◆ Reading passage ◆
***
Aegean Marine Petroleum Network Inc. (NYSE:ANW) (“Aegean” or the
“Company”) is pleased to announce that today it has entered into a
definitive agreement to acquire all of the outstanding share
capital of H.E.C. Europe Limited (“H.E.C.”), the parent company of
Hellenic Environmental Center S.A. and a group of companies that
together provide global port reception facilities services (the
“HEC Group”), from the shareholders of H.E.C. (the “Sellers”), for
aggregate consideration of approximately $367 million, including
the assumption of certain indebtedness, which consideration is
payable in the form of a combination of debt, the assignment of
certain accounts receivables, cash (determined in accordance with
the definitive agreement) and shares of Aegean common stock (the
“Consideration Shares”), which will represent approximately 33% of
the issued and outstanding common stock of Aegean after giving
effect to the issuance. The Sellers are companies owned and
controlled by Dimitris Melisanidis (Aegean’s founder and former
Head of Corporate Development) and certain members of his family,
and members of the Agiostratitis family (collectively, the “Seller
Owners”). Aegean expects the acquisition, which results from
several months of negotiations, to be immediately accretive to
adjusted earnings per share in year one.
The acquisition was unanimously approved by the
Aegean Board upon the recommendation of a special committee of
independent directors (the “Special Independent Committee”). In
making its recommendation, the Special Independent Committee
consulted with its independent financial advisor, Clarksons Platou
Securities, Inc. (“Clarksons Platou Securities”) and outside legal
counsel. The acquisition does not require the approval of Aegean’s
shareholders.
Highlights of the
Acquisition:
- Significant Synergy Potential: The combined
company has the potential to achieve significant synergies through
repurposing/redeploying idle or underutilized Aegean vessels and
consolidating corporate facilities.
***
Proceed with the announcement of Aegean's acquisition of H.E.C. Europe Limited, picking up after the first highlight on synergy potential.

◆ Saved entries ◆
***
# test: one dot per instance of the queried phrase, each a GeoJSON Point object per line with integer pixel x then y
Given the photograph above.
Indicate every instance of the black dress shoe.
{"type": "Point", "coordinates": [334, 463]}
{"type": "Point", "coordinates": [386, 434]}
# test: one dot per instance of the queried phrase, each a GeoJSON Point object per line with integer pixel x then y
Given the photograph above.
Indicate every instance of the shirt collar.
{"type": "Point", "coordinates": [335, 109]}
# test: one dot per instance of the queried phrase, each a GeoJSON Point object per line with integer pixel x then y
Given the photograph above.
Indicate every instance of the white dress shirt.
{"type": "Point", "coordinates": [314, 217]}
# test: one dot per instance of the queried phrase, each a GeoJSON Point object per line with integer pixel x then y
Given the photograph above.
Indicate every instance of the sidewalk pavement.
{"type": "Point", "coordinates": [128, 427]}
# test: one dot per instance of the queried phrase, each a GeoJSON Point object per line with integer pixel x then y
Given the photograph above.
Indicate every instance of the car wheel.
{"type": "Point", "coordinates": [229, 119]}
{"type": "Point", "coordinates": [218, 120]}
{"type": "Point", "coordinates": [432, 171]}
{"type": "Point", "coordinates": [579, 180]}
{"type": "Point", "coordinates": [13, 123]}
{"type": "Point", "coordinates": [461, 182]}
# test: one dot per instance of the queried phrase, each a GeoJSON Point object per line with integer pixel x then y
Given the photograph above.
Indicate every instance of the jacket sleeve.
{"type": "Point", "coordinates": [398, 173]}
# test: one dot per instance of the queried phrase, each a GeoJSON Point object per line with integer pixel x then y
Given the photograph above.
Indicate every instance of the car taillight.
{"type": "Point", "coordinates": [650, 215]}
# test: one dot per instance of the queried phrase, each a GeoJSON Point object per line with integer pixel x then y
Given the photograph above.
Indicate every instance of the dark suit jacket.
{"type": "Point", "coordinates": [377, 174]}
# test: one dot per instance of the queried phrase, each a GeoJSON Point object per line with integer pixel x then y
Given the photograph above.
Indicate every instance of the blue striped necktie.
***
◆ Result for this exercise ◆
- Improved Utilization of Geographic Footprint:
The HEC Group can leverage Aegean’s existing team and port
relationships to expedite its market penetration. The expanded
geographic footprint will allow the HEC Group to sell its services
into more than 30 markets worldwide.
- Attractive, “Utility-Like” Business Model: The
transaction is expected to help diversify Aegean’s current business
model and reduce its dependency on bunker-market related sales. HEC
Group’s high-margin and recurring revenues, which are secured by
long-term significant port relationships, are expected to further
improve stability of cash flows of the combined company.
- Entry into an Exciting and Untapped Market:
The combination of the HEC Group and Aegean creates one of the
largest providers of port reception facility services and
establishes a committed market leader in the rapidly growing global
environmental market. Environmental regulatory trends in the
industry are expected to generate increased and sustainable demand
for HEC Group’s services.
- Increased Long-Term Customer Base: Customers
from both companies will benefit from the complementary services
that the HEC Group and Aegean can provide. Through this
combination, there will be significant marketing opportunities.
- Significant Upside Growth Potential: In
addition to strong organic growth, the HEC Group’s identified
acquisitions and geographic expansion projects provide immediate
and actionable growth opportunities. Aegean believes that the HEC
Group can be a global industry leader with significant growth in
EBITDA over time.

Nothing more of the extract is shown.